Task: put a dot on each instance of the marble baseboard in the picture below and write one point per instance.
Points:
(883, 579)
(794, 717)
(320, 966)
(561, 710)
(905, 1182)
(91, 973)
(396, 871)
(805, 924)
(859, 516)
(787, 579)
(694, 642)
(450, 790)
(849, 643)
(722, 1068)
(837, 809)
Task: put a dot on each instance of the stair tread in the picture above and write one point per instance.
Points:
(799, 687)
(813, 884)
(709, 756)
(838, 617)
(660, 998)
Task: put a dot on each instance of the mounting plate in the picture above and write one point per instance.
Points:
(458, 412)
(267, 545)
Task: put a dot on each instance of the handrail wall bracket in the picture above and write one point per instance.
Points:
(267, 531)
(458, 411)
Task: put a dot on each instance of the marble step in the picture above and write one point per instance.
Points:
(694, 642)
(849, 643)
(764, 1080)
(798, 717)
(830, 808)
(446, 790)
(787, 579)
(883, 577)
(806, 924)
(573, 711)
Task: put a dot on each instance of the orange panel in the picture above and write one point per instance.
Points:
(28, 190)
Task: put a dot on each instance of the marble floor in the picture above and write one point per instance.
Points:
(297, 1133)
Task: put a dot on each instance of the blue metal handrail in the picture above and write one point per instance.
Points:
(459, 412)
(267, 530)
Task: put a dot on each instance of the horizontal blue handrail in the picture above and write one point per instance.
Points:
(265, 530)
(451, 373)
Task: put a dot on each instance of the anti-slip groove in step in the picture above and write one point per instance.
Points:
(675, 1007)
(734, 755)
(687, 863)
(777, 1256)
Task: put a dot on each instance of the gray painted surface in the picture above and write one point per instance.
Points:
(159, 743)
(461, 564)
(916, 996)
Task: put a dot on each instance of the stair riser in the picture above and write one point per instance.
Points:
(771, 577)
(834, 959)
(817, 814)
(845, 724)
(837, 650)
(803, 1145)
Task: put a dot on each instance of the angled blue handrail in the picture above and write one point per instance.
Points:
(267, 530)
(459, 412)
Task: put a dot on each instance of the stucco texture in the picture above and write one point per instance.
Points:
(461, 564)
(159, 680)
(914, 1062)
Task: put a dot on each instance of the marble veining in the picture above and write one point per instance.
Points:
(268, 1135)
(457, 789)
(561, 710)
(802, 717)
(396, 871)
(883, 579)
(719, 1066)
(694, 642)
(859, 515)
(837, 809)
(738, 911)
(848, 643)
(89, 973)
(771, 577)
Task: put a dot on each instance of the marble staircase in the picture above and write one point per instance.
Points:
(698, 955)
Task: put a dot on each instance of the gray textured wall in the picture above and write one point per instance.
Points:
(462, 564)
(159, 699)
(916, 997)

GIVEN EXERCISE: Can you copy out verbatim every line from the one containing "Task: put a dot on each instance of the angled" through the one containing "(914, 1062)", both included?

SOLUTION TO THIS EXERCISE:
Task: put a dot on each instance of the angled blue handrail in the picture above and write one point per instance.
Points:
(267, 530)
(459, 412)
Task: put a dot on each instance of the stucco texture in the picture above and write one point per instance.
Points:
(461, 564)
(159, 680)
(914, 1062)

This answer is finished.